**WRITTEN PROBLEM**:
Pictures are not part of the copy; repeat everything else in the records exactly.

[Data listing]
···
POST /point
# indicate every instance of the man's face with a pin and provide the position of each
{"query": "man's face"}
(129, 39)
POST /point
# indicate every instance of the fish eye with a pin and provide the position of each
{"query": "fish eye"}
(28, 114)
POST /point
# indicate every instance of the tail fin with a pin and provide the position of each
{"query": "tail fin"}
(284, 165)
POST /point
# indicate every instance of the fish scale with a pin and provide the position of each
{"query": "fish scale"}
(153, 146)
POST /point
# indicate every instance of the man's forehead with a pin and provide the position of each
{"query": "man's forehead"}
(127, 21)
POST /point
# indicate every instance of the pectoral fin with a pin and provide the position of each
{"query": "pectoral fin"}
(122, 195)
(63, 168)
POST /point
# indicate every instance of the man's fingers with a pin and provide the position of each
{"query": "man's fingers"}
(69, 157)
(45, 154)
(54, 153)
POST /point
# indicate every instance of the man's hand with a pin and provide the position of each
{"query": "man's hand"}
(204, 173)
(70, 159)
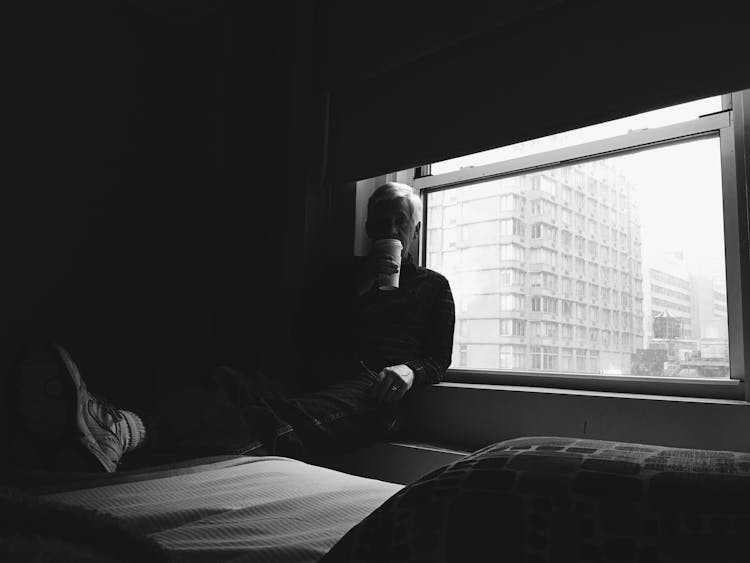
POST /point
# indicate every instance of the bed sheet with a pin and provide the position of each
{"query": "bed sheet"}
(265, 509)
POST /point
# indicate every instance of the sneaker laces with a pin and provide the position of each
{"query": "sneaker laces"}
(108, 407)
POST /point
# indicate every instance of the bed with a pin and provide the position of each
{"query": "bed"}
(527, 499)
(270, 509)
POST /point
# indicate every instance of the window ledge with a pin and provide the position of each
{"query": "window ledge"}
(589, 393)
(630, 386)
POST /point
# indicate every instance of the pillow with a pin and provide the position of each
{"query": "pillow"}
(563, 499)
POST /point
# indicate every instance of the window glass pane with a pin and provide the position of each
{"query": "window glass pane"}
(648, 120)
(643, 292)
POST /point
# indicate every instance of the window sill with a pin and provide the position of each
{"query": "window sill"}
(711, 390)
(588, 393)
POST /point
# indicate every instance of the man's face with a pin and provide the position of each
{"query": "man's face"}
(392, 218)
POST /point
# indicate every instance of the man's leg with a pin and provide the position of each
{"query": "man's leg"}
(75, 430)
(50, 404)
(340, 417)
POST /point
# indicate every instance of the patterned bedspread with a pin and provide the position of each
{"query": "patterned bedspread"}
(562, 499)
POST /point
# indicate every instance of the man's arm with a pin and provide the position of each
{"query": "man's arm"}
(431, 368)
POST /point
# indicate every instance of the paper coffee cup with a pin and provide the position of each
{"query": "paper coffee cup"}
(391, 247)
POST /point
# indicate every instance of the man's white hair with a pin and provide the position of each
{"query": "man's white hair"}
(397, 190)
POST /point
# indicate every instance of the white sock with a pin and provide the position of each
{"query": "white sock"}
(133, 429)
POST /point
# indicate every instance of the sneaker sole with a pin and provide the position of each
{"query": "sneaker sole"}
(48, 389)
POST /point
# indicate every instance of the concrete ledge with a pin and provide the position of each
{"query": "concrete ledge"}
(396, 462)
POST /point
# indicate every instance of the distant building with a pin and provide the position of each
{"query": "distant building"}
(545, 269)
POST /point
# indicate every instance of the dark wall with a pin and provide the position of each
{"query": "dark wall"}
(141, 230)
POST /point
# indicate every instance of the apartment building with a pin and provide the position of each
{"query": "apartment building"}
(545, 269)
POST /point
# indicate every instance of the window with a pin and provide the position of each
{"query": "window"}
(512, 327)
(511, 227)
(616, 205)
(512, 276)
(511, 302)
(565, 238)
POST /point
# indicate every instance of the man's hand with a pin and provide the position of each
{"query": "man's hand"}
(393, 383)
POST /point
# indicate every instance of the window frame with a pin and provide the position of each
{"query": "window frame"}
(729, 126)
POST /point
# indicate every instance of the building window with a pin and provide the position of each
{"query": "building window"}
(632, 232)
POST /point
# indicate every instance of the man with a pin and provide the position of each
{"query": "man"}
(363, 350)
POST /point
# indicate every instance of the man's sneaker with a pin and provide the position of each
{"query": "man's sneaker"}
(53, 406)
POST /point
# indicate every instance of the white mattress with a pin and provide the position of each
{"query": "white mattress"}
(257, 509)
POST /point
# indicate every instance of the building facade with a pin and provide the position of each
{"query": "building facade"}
(545, 269)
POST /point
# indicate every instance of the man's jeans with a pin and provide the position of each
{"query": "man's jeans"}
(228, 412)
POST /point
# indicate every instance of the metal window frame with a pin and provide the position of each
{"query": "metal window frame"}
(730, 126)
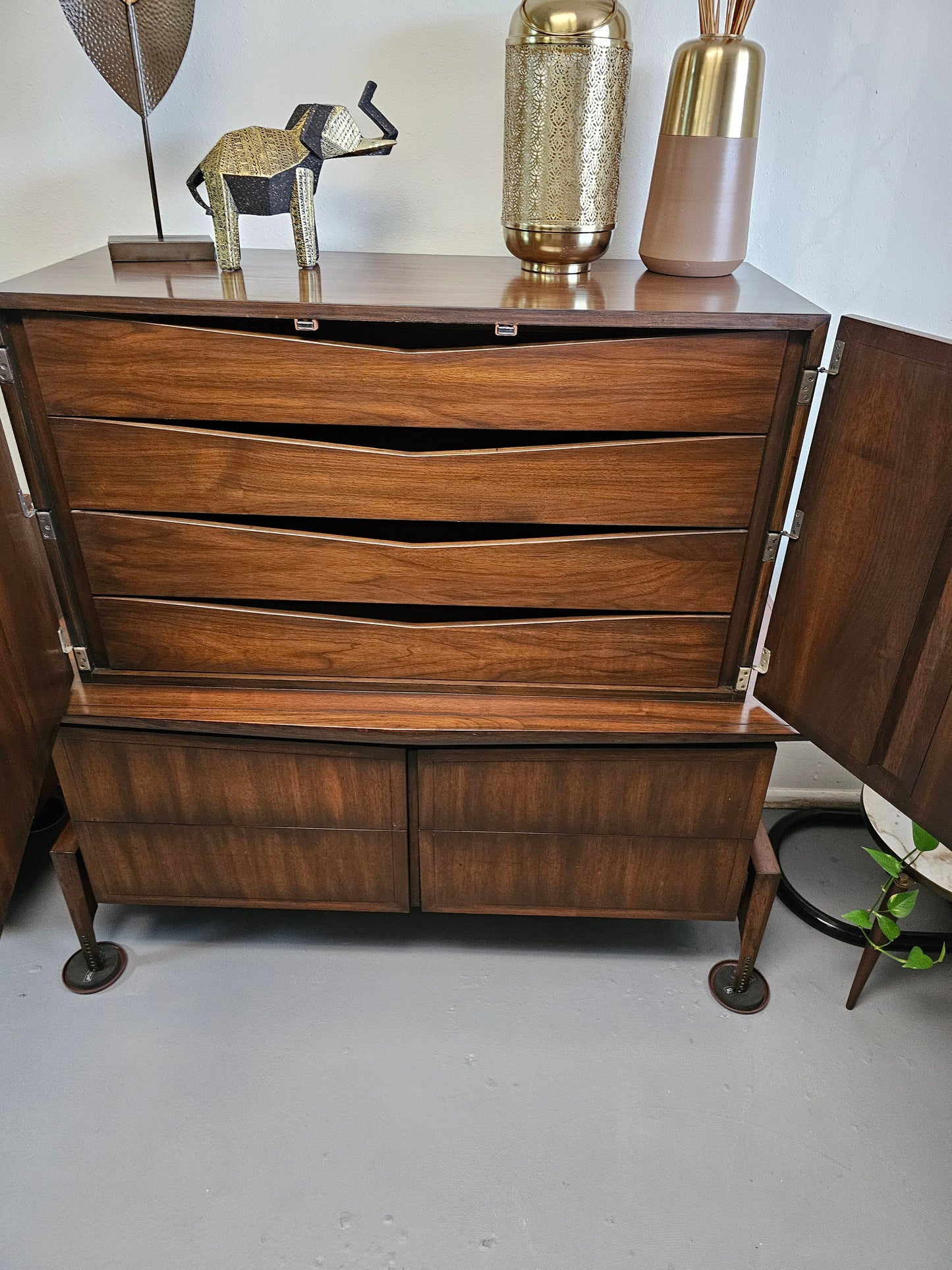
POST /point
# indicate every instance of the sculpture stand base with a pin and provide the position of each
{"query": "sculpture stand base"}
(131, 249)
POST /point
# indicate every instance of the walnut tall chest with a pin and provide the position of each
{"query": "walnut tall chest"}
(412, 581)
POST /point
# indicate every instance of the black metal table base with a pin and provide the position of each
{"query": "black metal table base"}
(834, 926)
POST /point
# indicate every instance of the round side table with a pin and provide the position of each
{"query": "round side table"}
(891, 831)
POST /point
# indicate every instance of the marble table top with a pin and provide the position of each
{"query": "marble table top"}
(895, 831)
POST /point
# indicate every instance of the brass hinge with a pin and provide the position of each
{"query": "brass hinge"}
(76, 649)
(773, 540)
(744, 674)
(809, 379)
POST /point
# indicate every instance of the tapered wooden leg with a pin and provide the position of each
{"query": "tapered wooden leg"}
(96, 966)
(739, 985)
(871, 956)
···
**PROBLEM SOLUTION**:
POST /point
# indicate every instance of the man's face with a pin and provide the position of each
{"query": "man's face"}
(129, 39)
POST /point
# indicate every instance of the fish eye with a pin and provide the position of each
{"query": "fish eye"}
(28, 114)
POST /point
# indicate every instance of the tail fin with a pin and provide the position of each
{"query": "tail fin"}
(284, 165)
POST /point
# indicate every instance of the fish scale with a pin and provide the position of each
{"query": "fish scale"}
(153, 146)
POST /point
# indicate every instance of the man's forehead with a pin and provide the position of each
{"query": "man's forehead"}
(127, 21)
POST /point
# indicate every instance of the pectoral fin with a pin and provide the position of each
{"query": "pectoral fin"}
(122, 195)
(63, 168)
POST /point
# indicate every instance of the man's fingers with a pin and provide the position of each
{"query": "man's fingers"}
(69, 157)
(45, 154)
(54, 153)
POST /point
# indicate every instance of the man's hand with a pin and provide the position of each
{"query": "man's hand"}
(204, 173)
(70, 159)
POST /point
# indicate every instance of the bed sheet with a pin and provide the position of each
{"query": "bed sheet"}
(265, 509)
POST /point
# indicate every instance of the sneaker laces with a pin and provide the position of each
{"query": "sneaker laces"}
(108, 407)
POST /point
# indicate every instance of the bed with a pin and provide the position of each
{"query": "bed"}
(527, 499)
(270, 509)
POST /point
# indicate every instance of the window ledge with a pin and provide the position of each
{"query": "window ledge"}
(589, 393)
(630, 386)
POST /point
# indicate every instance of the pillow with a pin and provide the position of each
{"query": "pillow"}
(563, 499)
POST /point
# indicate every instance of the window glass pane with a pin and provide the position of each
{"query": "window glass pane"}
(648, 120)
(643, 292)
POST /point
# indicate every instance of the window sill with a pin and provide the position of each
{"query": "window sill"}
(711, 390)
(588, 393)
POST /point
# indicate every instance of the man's face with a pin and provide the position of each
{"query": "man's face"}
(392, 218)
POST /point
# indicate every instance of the man's leg with a pin and provide the position of each
{"query": "man's leg"}
(75, 430)
(50, 404)
(340, 417)
POST /point
# indicate every instance of the patterned bedspread with a pin and provide the position of each
{"query": "patterned bedspread"}
(562, 499)
POST /point
# indicate every instance of the man's arm with a pin and provide the position of each
{"query": "man's arm"}
(431, 368)
POST /point
# indicate every instance of the paper coffee cup with a pin and provide the position of each
{"query": "paper coffee cup"}
(391, 247)
POST /point
# indicate every instance of the man's white hair with a pin and provide the position of each
{"query": "man's white hair"}
(397, 190)
POST /point
# indicate every instance of the white sock with a pin and provide the position of each
{"query": "white sock"}
(133, 429)
POST /point
# indicate every instance of the sneaker sole with a pin and provide the position of each
{"query": "sneaker sole"}
(48, 389)
POST /point
# indicate every instance of the concrete ledge with a pin and provide the position of each
{"query": "concrete ledge"}
(396, 462)
POST /point
# indicate every instance of the distant building with a pin and provide the position of each
{"query": "distant building"}
(545, 269)
POST /point
# indicate every instance of the dark wall with a pin and provide the position of each
{"query": "dark wall"}
(141, 230)
POST /point
# indicate every instance of the apartment building with a pin and provide the position of each
{"query": "apartment building"}
(545, 269)
POST /point
# indicate every instance of the window with a pin and provide the position of each
{"query": "window"}
(512, 327)
(511, 227)
(616, 205)
(512, 276)
(511, 302)
(565, 238)
POST /point
# indicate every instance of the man's hand with a pin and provide the position of each
{"query": "man's hand"}
(393, 383)
POST /point
# indicate every instance of the window frame with a pin and provide the position of each
{"query": "window frame"}
(729, 126)
POST /point
# indicate every instance of the building window with a pin and provide the position of each
{"query": "building window"}
(632, 232)
POST /point
# indicate every instance of the man with a pin and provide the position of each
{"query": "man"}
(363, 350)
POST /point
# indicate every instance of the man's sneaker with a pin and provide the position of each
{"query": "man's sneaker"}
(53, 406)
POST /point
# indicate every instance of the white mattress with a pin and provide the position of each
{"query": "white mattress"}
(257, 509)
POST /point
# indicate every instance of the building facade with a pin and provide the position of each
{"query": "building facade"}
(545, 269)
POST /point
# indicate every instance of the man's jeans with a pin and provide the position of each
{"query": "man's jeans"}
(228, 412)
POST /point
# indicate every instance of the metal window frame with a pin and provide the position of each
{"query": "metal window frame"}
(730, 126)
POST /point
# indicate every instance of the sculpture stand base with a pin and provide the position of each
{"query": "sculpture stand base"}
(131, 249)
POST /point
# indicate every instance of the walnut tall chest with a pin and provide the position of each
{"query": "walnut tall chest"}
(412, 581)
POST /point
# indicate every instance of the black metal table base with a pin and provide the position of each
{"query": "black metal table base"}
(834, 926)
POST /point
# indicate every instance of the round side table with a pin and provide the position of each
{"query": "round side table"}
(891, 831)
POST /point
# indicate every instance of the marble table top with a pin and provide the position of each
{"query": "marble table top"}
(895, 831)
POST /point
# indicate every instance of the brass hinge with a pin and provide the position of each
{"query": "brass hinge"}
(76, 649)
(773, 540)
(744, 674)
(809, 379)
POST /point
# indicate every instance of the tapered wooden leg with a pin and provide the position of each
{"query": "tapered wooden leg"}
(96, 966)
(739, 985)
(871, 956)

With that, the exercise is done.